__What you should do__
Lay out the lines below as a Markdown table with the columns "No." and "Line", numbering each row and omitting blank lines. Leave the pictures out of the table.
***** Data shown
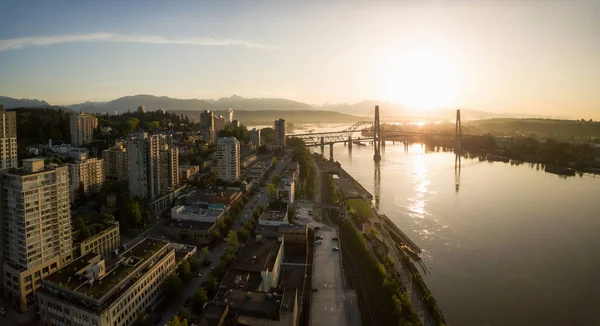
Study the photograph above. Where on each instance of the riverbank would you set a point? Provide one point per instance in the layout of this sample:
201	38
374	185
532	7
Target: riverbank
**********
__Output__
| No. | Line |
|---|---|
| 1 | Study the photograph above. Where on each instance of the riverbank would you set a point? Provide one point per instance in the layout of this sample: |
| 2 | 201	38 |
| 3 | 374	185 |
| 4 | 532	7 |
| 5 | Target: riverbank |